Start of Input data
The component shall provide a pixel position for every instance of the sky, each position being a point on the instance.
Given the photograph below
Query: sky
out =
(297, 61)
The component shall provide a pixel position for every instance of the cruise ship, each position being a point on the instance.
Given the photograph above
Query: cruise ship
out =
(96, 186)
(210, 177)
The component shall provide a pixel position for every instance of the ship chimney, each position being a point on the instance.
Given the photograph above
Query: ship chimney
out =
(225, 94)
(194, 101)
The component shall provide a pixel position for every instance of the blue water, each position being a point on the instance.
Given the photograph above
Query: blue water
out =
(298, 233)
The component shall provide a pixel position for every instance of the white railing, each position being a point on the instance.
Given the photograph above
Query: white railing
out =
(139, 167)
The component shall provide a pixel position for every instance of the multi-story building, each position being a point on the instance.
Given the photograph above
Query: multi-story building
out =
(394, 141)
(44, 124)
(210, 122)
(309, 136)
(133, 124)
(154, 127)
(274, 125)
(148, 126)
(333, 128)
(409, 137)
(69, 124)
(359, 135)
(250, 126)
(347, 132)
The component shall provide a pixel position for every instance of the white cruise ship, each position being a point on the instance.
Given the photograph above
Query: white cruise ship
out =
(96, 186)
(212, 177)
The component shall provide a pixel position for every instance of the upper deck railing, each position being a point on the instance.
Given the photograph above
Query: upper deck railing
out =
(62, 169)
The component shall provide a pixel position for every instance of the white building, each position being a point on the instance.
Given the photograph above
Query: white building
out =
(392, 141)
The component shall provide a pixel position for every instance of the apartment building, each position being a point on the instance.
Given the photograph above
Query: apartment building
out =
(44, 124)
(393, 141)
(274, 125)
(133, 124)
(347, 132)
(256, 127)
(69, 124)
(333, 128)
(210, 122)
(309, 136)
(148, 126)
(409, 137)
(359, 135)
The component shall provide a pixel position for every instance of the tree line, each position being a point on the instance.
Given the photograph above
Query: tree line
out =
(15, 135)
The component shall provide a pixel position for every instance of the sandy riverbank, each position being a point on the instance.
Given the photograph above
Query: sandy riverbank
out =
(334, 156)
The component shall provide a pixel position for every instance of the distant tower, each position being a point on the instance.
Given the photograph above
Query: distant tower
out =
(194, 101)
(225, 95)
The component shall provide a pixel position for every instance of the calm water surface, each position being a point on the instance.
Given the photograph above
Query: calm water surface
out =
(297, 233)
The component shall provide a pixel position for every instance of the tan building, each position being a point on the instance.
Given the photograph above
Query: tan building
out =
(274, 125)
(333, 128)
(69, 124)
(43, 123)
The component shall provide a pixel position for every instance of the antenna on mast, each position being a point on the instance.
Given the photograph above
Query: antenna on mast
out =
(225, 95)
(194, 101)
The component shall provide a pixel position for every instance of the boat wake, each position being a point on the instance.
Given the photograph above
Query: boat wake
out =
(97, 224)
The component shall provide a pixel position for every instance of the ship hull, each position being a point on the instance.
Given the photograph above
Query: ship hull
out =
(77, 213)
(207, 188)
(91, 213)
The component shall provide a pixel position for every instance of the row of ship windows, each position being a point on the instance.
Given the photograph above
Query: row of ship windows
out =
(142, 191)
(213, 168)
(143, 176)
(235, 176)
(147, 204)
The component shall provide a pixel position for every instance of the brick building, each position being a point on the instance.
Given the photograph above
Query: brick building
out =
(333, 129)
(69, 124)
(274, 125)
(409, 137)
End of Input data
> _What is needed_
Write out the whole listing again, exactly as it stands.

> _Task answer_
The component shall provide a pixel position for every instance of the sky, each position being a point on the instance.
Given the photograph below
Query: sky
out =
(297, 61)
The component shall provide a pixel position for every instance of the cruise ship, each position being a point on the instance.
Given the photograph above
Query: cruise ship
out =
(96, 186)
(210, 177)
The component shall provide a pixel position for every instance of the ship chimney, each position being a point on the instance.
Given the photograph above
Query: ship chimney
out =
(225, 94)
(194, 101)
The component shall provide a pixel position for every instance of the blue water, each position being a point on the instance.
Given the photograph above
Query: blue water
out =
(298, 233)
The component shall provide a pixel position for every instance of the white railing, each position being a point on the instance.
Given the photograph above
Query: white railing
out =
(139, 167)
The component shall provide a pixel position for every instance of the multi-story building, each position being a point on the instance.
Given the photograph above
Query: multi-story building
out =
(394, 141)
(44, 124)
(210, 122)
(309, 136)
(133, 124)
(154, 127)
(274, 125)
(148, 126)
(333, 128)
(409, 137)
(69, 124)
(359, 135)
(250, 126)
(347, 132)
The component shall provide a pixel position for every instance of the white cruise ship, each position being a point on the instance.
Given the photograph above
Query: white cruise ship
out =
(96, 186)
(212, 177)
The component shall provide a pixel position for every instance of the upper deck railing, each position being a point on the instance.
Given the photograph above
Query: upper deck railing
out =
(62, 169)
The component shall provide a pixel position for every instance of the white building, each position being a point on the instance.
Given the photograph above
Query: white building
out =
(392, 141)
The component shall provide a pixel position for every instance of the apartment building, each position being a point on the instance.
Given the photograph above
Query: apartment building
out =
(44, 124)
(393, 141)
(274, 125)
(133, 124)
(347, 132)
(256, 127)
(69, 124)
(333, 128)
(210, 122)
(309, 136)
(148, 126)
(409, 137)
(359, 135)
The component shall provide a pixel position for every instance of the tree line, each position being a point on the instance.
Given the photograph above
Query: tree line
out =
(15, 135)
The component shall provide a pixel position for every instance of the sandy riverbank, each position being a point on the instance.
Given the photograph above
Query: sandy riverbank
out =
(334, 156)
The component shall provide a pixel position for every instance of the distant tower, each position being a point on the instance.
Given the photograph above
Query: distant tower
out =
(194, 101)
(225, 95)
The component shall provide a pixel position for every instance of the calm water surface, each position being a point on the instance.
Given the photograph above
Query: calm water surface
out =
(297, 233)
The component shall provide a pixel position for every instance of the tan building, each position being a point on the instance.
Given the photograph above
Query: tan building
out =
(274, 125)
(333, 128)
(69, 124)
(43, 123)
The component shall provide a pixel position for every instance of the antenna on mast, each position being a point on the instance.
Given the photograph above
Query: antenna on mast
out =
(225, 95)
(194, 101)
The component shall provide a pixel position for every instance of the boat wake, each position being a point on the instance.
Given the photograph above
Query: boat wake
out =
(97, 224)
The component shall provide a pixel position for every instance of the ship hull, each position being a point on the instance.
Given the photograph above
Query: ship hull
out =
(77, 213)
(207, 188)
(91, 213)
The component shall provide a pixel position for every instance of the row of ship windows, each position being a point on the instance.
Given the photograph above
Query: row of ship windows
out =
(142, 191)
(213, 168)
(143, 176)
(235, 176)
(147, 204)
The component shall provide a pixel position for every instance of the brick building, each position being a point on the instance.
Given the photograph above
Query: brick building
out =
(333, 129)
(69, 124)
(274, 125)
(409, 137)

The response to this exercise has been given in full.